### Exercise
All of the data below is to be copied exactly.

----- Material for this exercise

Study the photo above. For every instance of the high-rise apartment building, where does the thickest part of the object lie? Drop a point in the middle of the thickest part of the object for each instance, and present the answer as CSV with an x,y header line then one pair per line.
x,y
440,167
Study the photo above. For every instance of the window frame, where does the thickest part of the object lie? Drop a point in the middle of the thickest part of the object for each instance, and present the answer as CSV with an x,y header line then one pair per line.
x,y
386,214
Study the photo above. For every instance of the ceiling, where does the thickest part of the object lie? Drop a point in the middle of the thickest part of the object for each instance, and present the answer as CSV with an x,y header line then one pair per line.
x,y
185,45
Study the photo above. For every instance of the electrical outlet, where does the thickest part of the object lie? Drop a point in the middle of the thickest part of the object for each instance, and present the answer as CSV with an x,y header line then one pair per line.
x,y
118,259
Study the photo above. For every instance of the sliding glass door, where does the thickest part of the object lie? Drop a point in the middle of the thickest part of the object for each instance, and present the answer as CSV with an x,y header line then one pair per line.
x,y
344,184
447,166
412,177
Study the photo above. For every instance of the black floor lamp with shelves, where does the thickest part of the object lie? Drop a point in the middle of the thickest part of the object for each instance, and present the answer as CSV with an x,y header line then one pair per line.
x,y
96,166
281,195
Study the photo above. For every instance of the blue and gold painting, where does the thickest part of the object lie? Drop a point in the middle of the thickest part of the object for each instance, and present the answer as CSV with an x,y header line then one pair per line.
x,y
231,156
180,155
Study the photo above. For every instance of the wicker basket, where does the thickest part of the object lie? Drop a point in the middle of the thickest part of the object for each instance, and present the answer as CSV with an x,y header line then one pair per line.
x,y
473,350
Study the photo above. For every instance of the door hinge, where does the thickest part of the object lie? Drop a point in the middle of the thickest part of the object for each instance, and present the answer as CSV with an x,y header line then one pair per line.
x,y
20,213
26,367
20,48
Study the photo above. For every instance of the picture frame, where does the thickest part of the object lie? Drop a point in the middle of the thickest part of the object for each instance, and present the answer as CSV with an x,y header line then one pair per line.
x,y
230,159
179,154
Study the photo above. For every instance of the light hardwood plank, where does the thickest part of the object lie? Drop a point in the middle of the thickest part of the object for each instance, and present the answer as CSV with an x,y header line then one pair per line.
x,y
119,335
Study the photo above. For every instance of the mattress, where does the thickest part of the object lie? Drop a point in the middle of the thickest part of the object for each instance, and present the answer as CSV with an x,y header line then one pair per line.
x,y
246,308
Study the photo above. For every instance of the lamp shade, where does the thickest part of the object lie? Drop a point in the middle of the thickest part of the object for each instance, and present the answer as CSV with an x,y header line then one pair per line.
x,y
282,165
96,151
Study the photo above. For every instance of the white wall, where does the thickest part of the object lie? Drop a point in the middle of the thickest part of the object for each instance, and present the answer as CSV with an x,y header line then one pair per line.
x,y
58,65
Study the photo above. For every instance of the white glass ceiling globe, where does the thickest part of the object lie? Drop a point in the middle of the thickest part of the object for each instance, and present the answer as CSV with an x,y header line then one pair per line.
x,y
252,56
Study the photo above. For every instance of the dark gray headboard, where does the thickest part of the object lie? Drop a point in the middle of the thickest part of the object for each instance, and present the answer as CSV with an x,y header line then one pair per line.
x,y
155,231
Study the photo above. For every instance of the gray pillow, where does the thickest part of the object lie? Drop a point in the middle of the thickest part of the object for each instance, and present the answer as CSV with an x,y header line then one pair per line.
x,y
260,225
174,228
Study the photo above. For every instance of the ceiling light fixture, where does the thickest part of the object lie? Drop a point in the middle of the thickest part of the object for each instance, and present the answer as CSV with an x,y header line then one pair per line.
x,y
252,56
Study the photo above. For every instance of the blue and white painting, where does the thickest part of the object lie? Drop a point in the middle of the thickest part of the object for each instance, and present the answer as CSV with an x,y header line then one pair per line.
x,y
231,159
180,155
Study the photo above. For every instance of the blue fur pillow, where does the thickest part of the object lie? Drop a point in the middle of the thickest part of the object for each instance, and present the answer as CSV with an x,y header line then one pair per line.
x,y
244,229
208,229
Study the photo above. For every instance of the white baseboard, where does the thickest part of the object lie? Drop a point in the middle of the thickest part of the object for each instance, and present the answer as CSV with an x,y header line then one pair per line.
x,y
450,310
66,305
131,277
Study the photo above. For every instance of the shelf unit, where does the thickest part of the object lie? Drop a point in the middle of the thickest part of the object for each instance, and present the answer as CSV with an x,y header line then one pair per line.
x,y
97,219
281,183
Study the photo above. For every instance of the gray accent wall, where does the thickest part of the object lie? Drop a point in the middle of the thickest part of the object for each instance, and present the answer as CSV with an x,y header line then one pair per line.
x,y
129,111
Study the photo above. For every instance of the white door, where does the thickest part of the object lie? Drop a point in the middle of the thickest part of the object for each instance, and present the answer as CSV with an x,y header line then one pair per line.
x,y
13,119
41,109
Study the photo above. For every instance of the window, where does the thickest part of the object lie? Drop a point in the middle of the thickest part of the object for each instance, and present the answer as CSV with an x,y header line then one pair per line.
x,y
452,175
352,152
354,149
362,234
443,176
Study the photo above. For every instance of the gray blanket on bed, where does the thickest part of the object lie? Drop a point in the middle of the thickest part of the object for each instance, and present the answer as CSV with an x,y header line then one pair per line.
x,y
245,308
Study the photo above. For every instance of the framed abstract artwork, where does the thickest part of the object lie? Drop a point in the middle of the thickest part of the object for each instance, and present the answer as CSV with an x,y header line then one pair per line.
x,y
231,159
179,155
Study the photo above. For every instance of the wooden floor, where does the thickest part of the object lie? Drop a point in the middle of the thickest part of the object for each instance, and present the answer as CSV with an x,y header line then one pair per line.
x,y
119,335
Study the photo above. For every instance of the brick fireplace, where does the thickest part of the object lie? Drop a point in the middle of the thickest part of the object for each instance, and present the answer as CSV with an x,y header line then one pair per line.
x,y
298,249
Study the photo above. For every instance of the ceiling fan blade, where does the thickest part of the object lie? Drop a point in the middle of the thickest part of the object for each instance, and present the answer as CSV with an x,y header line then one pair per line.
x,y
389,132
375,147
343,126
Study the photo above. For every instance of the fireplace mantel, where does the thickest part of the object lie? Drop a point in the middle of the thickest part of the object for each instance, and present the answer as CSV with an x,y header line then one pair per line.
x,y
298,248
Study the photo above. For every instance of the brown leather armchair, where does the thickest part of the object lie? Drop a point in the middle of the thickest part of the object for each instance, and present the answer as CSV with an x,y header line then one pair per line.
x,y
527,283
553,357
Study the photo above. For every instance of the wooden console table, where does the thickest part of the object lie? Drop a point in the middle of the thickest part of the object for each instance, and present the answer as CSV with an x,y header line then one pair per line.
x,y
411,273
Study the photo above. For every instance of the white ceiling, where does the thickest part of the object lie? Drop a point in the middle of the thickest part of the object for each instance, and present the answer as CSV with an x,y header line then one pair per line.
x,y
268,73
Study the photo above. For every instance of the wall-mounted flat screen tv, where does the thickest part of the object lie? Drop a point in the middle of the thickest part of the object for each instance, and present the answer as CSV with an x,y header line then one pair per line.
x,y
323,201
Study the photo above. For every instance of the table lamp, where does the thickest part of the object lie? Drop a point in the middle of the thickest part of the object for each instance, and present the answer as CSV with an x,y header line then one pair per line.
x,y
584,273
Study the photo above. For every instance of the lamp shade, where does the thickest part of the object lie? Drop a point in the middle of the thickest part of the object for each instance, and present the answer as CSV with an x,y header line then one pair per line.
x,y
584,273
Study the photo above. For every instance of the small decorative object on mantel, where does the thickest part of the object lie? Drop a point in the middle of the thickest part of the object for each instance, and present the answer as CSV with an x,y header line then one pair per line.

----------

### Result of the exercise
Study the photo above. For every instance of the high-rise apartment building, where does the thickest part of the object lie? Drop a point in the middle of the thickest part of the object for each instance, and present the answer as CSV with an x,y header line then one pair per line.
x,y
440,167
Study the photo above. For every instance of the window frame, where does the thickest part of the object lie? Drop a point in the middle of the thickest part of the object for each instance, and present the answer as CSV with an x,y header line then one pair per line.
x,y
386,214
Study the photo above. For every instance of the ceiling, where does the thickest part of the object lie? Drop a point in the middle of the thickest part of the object for each instance, and present the answer as CSV with an x,y header line then one pair per line.
x,y
185,45
Study the photo above. For every instance of the electrical outlet, where does the thickest part of the object lie? Drop a point in the middle of the thickest part of the object for each instance, and present the answer as CSV with an x,y header line then one pair per line.
x,y
118,259
Study the photo above. For every instance of the sliding glass door, where does the thickest part of the object lie? Drop a point in the middle of the thickest part of the object for each instance, and present the answer as CSV with an x,y header line then one pair per line.
x,y
344,184
447,166
412,177
Study the photo above. For every instance of the black floor lamp with shelves, where does the thickest part of the object lie? Drop a point in the middle of the thickest part of the object for each instance, and present the answer as CSV with an x,y header line then one pair per line.
x,y
96,166
281,195
Study the photo above. For every instance of the blue and gold painting, where does the thickest part of the object lie? Drop a point in the middle of the thickest part of the object for each instance, and present the answer as CSV with an x,y header line then one pair per line.
x,y
231,156
180,155
Study the photo above. For every instance of the wicker basket, where does the thickest part of the object lie? Drop a point in the middle of the thickest part of the object for each instance, and present the answer as CSV with an x,y header line then one pair per line.
x,y
473,350
Study the photo above. For every instance of the door hinge, where does the thickest part of the object lie? Drop a point in the middle of the thickest part of the object for each instance, and present the answer as CSV with an x,y header line then one pair per line.
x,y
20,213
26,367
20,48
Study the photo above. For every instance of the picture frame, where does the thickest part of the object lie? Drop a point in the middle of the thickest part of the object for each instance, and present the answer as CSV with an x,y header line then one pair per line.
x,y
230,159
179,154
Study the photo above. For every instance of the light hardwood plank, where does the thickest part of the object lie? Drop a point in the middle of the thickest part of the object for each instance, and present the answer as CSV with an x,y header line then one pair per line.
x,y
119,335
Study the photo above. For every instance of the mattress, where does the thickest part of the object lie? Drop a point in the middle of the thickest part of the object for each instance, and present the answer as CSV with an x,y header line then one pair per line.
x,y
246,308
Study the photo above. For every instance of the lamp shade, where does the thickest part of the object lie? Drop a point in the middle of the thickest part of the object for each instance, and present the answer as CSV with an x,y header line then one pair per line.
x,y
282,165
96,151
Study the photo above. For every instance of the white wall, where does the thickest part of the object lie? Drop a point in the middle of the thickest part of the object for each instance, and present the answer as CSV with an x,y header line then one pair per line.
x,y
58,65
Study the photo above. For every instance of the white glass ceiling globe, where does the thickest part of the object lie? Drop a point in the middle of the thickest part of the object for each instance, and present the answer as CSV with an x,y header line then one pair per line.
x,y
252,56
Study the photo above. For every instance of the dark gray headboard, where does the thickest part of the object lie? Drop a point in the middle of the thickest part of the object for each instance, and present the answer as CSV with an x,y header line then one pair per line.
x,y
155,231
Study the photo above. For every instance of the gray pillow, where does the thickest part of the object lie? Drop a point in the middle of the thickest part of the object for each instance, and present the answer as CSV with an x,y header line then one pair per line.
x,y
260,225
174,228
Study the photo above. For every instance of the ceiling light fixture, where does the thickest part of the object lie? Drop a point in the middle of the thickest part of the object for each instance, and present the answer as CSV with an x,y header line then one pair per line.
x,y
252,56
Study the photo above. For every instance of the blue and white painting, where does the thickest part of the object lie? Drop a point in the middle of the thickest part of the object for each instance, and present the answer as CSV with an x,y header line then one pair per line.
x,y
231,159
180,155
Study the photo above. For every instance of the blue fur pillow, where does the thickest part of the object lie? Drop a point in the middle of the thickest part of the object for each instance, and present the answer as CSV with an x,y header line then one pair per line.
x,y
244,229
208,229
Study the photo above. For every instance of the white baseboard, where does the thickest part of the object lie? Drop a point in the middle of the thickest part of the object for each instance, and present the answer as CSV with an x,y header line then one pair per line.
x,y
450,310
66,305
131,277
Study the photo above. For every instance of the shelf unit, where does the thickest part of the object lie? Drop a point in the middle of the thickest part of the object for each instance, and present the answer as CSV with an x,y header line then one pair per line.
x,y
97,219
281,183
Study the photo above. For every instance of the gray accent wall, where does the thickest part of the object lie? Drop a point in the middle of the thickest part of the object for each instance, and present the answer as CSV with an x,y header line then one pair per line.
x,y
129,111
Study the photo above. For every instance of the white door, where does the thickest part of the object lie? Drop a point in the middle of the thickest part of the object for each instance, and present the answer as CSV with an x,y header line then one pair per line.
x,y
13,119
41,109
Study the photo above. For every instance of the window, where does the thickest part of the object lie? Drop a point in the middle of the thickest part of the object for each instance, and present the answer as CSV with an x,y header line then one pair per line.
x,y
452,175
352,152
354,149
362,234
443,176
Study the photo above. For every instance of the gray blanket on bed, where does the thickest part of the object lie? Drop a point in the middle of the thickest part of the object for each instance, and present the answer as CSV with an x,y header line then one pair per line.
x,y
245,308
Study the photo above. For every instance of the framed abstract artwork, where does the thickest part of the object lie? Drop a point in the middle of the thickest part of the object for each instance, and present the answer as CSV with an x,y header line then one pair per line.
x,y
231,159
179,155
Study the photo above. For every instance of the wooden floor, where does the thickest part of the object lie? Drop a point in the middle of the thickest part of the object for each instance, and present the answer as CSV with an x,y header line then one pair per line.
x,y
119,335
Study the photo above. For every instance of the brick fireplace, where does the thickest part of the object lie? Drop a point in the middle of the thickest part of the object for each instance, and present the answer as CSV with an x,y header line then one pair per line.
x,y
298,249
Study the photo above. For every instance of the ceiling fan blade, where does the thickest part of the object lie? Drop a point in the middle of the thickest part of the object for each instance, and present the answer as CSV with an x,y header line then one pair per line.
x,y
389,132
375,147
343,126
Study the photo above. For every instance of the fireplace mantel, where does the thickest part of the object lie? Drop a point in the middle of the thickest part of the object for each instance, and present the answer as CSV with an x,y header line then one pair per line.
x,y
298,248
Study the photo above. For every instance of the brown leather armchair, where does the thickest part of the object lie? Drop a point in the middle of the thickest part of the object for each instance, and present the answer as CSV with an x,y header line then one pair per line.
x,y
527,283
553,357
Study the photo above. For every instance of the wooden console table, where does the thickest part of the object lie? Drop a point in the middle of the thickest part of the object for each instance, and present the answer as CSV with an x,y header line then one pair per line.
x,y
411,273
Study the photo above. For every instance of the white ceiling, where does the thickest part of the object lie? Drop a point in the middle of the thickest part of the object for each instance, and present the answer as CSV with an x,y header line then one pair per line.
x,y
268,73
Study the photo above. For every instance of the wall-mounted flat screen tv, where does the thickest part of the object lie? Drop a point in the middle of the thickest part of the object for each instance, and present the answer as CSV with an x,y header line then one pair per line.
x,y
323,201
Study the photo above. For every instance of the table lamp, where does the thickest part of the object lie? Drop a point in the middle of the thickest part of the object for each instance, and present the answer as CSV with an x,y header line then one pair per line.
x,y
584,273
Study the photo above. For every instance of the lamp shade, where does the thickest part of the object lie? Drop a point in the middle of the thickest part of the object for each instance, and present the answer as CSV with an x,y header line then one pair per line.
x,y
584,273
Study the photo above. For every instance of the small decorative object on mantel, where does the thickest part of the object lie? Drop a point in the middle of the thickest part of the object for each instance, and present the answer as CSV with an x,y header line then one pair per line.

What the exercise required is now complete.